Create Custom Pipeline Output

This example provides a flexible and customizable data pipeline with the ability to define a custom output class. By creating a custom output class, users can tailor the behavior of the pipeline's output, including how data is parsed as a record or XML, and how it is reparsed from the record or XML format. This approach proves advantageous when aiming to exert precise control over the serialization and deserialization of objects in diverse formats.

 

Input CSV

Account,LastName,FirstName,Balance,CreditLimit,AccountCreated,Rating
101,Reeves,Keanu,9315.45,10000.00,1/17/1998,A
312,Butler,Gerard,90.00,1000.00,8/6/2003,B
868,Hewitt,Jennifer Love,0,17000.00,5/25/1985,B
761,Pinkett-Smith,Jada,49654.87,100000.00,12/5/2006,A
317,Murray,Bill,789.65,5000.00,2/5/2007,C

 

Java Code

package com.northconcepts.datapipeline.foundations.examples.pipeline;

import org.w3c.dom.Document;
import org.w3c.dom.Element;

import com.northconcepts.datapipeline.core.DataWriter;
import com.northconcepts.datapipeline.core.Record;
import com.northconcepts.datapipeline.foundations.file.LocalFileSource;
import com.northconcepts.datapipeline.foundations.pipeline.Pipeline;
import com.northconcepts.datapipeline.foundations.pipeline.PipelineOutput;
import com.northconcepts.datapipeline.foundations.pipeline.input.CsvPipelineInput;
import com.northconcepts.datapipeline.internal.lang.Util;

public class CreateCustomPipelineOutput {

    public static void main(String[] args) {
        CsvPipelineInput pipelineInput = new CsvPipelineInput()
                .setFileSource(new LocalFileSource().setPath("example/data/input/credit-balance-01.csv"))
                .setFieldNamesInFirstRow(true);

        CustomPipelineOutput pipelineOutput = new CustomPipelineOutput();

        Pipeline pipeline = new Pipeline()
                .setInput(pipelineInput)

### Data records
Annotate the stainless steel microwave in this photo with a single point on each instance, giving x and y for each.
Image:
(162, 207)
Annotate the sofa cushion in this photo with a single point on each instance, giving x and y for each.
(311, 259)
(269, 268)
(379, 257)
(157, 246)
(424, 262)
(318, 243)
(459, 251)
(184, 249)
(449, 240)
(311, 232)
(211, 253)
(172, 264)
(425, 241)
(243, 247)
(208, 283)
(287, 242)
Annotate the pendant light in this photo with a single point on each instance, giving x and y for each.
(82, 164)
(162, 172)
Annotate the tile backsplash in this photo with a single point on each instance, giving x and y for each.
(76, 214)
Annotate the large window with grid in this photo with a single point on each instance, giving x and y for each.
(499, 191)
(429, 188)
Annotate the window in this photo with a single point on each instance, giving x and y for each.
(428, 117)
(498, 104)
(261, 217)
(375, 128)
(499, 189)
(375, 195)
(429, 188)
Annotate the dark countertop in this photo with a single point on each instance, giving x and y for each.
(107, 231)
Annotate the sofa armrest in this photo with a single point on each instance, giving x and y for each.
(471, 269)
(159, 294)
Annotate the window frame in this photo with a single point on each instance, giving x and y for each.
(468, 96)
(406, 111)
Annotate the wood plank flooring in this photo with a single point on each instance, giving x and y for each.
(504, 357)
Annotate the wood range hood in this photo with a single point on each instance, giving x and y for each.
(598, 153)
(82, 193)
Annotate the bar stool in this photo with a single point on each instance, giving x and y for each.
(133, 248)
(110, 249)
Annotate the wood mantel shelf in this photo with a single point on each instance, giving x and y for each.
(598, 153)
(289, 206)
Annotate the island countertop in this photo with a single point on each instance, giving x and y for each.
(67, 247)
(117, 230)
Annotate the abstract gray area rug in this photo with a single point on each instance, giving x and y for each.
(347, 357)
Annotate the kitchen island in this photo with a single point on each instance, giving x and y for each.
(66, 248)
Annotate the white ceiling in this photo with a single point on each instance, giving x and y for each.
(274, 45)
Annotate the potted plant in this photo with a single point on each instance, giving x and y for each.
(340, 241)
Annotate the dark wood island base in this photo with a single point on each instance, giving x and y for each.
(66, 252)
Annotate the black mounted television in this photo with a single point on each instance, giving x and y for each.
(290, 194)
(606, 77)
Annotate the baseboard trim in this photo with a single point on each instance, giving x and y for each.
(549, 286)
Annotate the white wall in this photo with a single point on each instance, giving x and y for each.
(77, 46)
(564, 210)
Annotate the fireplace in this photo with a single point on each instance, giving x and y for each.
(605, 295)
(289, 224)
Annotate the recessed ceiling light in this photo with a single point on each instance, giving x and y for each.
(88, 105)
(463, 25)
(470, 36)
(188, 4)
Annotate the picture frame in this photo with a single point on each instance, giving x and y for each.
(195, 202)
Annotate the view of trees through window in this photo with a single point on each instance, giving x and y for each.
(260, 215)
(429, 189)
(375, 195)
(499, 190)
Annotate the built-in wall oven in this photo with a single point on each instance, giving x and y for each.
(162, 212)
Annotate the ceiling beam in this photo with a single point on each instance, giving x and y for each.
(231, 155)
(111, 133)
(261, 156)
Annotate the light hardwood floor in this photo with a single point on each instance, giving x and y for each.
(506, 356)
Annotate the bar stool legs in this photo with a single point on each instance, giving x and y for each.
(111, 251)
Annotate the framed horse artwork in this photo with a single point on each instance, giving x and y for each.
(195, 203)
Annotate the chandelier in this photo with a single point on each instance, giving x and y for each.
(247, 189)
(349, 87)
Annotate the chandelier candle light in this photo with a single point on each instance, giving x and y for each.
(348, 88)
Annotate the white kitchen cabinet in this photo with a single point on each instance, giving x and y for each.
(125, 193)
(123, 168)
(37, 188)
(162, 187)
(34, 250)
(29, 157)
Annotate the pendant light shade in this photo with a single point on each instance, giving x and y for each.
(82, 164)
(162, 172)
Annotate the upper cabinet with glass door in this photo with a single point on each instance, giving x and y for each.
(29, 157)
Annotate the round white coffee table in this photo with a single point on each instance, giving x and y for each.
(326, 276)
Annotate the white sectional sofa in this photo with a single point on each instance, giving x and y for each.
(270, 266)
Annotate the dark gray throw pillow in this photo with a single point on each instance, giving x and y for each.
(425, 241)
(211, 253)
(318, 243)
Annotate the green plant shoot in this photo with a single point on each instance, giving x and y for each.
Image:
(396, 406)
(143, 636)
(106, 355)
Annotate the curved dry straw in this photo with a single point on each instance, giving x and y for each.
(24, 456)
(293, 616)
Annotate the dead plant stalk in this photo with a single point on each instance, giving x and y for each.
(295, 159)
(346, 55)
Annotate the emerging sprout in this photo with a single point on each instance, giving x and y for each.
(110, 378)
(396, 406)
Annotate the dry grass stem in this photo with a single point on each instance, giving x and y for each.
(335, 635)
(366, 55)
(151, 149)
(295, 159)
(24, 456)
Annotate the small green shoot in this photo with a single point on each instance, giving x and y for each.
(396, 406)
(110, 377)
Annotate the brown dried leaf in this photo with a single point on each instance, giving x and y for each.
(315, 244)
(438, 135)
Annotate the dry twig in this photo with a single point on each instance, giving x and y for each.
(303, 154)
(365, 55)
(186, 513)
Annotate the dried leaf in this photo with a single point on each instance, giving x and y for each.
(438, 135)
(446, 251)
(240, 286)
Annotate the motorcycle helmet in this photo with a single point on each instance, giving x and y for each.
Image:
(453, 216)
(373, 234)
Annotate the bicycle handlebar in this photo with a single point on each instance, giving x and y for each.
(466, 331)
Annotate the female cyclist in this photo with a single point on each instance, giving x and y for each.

### What to do
Reproduce the part of the custom pipeline output example from "import com.northconcepts.datapipeline.core.DataWriter;" up to and including "pipelineInput = new CsvPipelineInput()".

### Solution to this task
import com.northconcepts.datapipeline.core.DataWriter;
import com.northconcepts.datapipeline.core.Record;
import com.northconcepts.datapipeline.foundations.file.LocalFileSource;
import com.northconcepts.datapipeline.foundations.pipeline.Pipeline;
import com.northconcepts.datapipeline.foundations.pipeline.PipelineOutput;
import com.northconcepts.datapipeline.foundations.pipeline.input.CsvPipelineInput;
import com.northconcepts.datapipeline.internal.lang.Util;

public class CreateCustomPipelineOutput {

    public static void main(String[] args) {
        CsvPipelineInput pipelineInput = new CsvPipelineInput()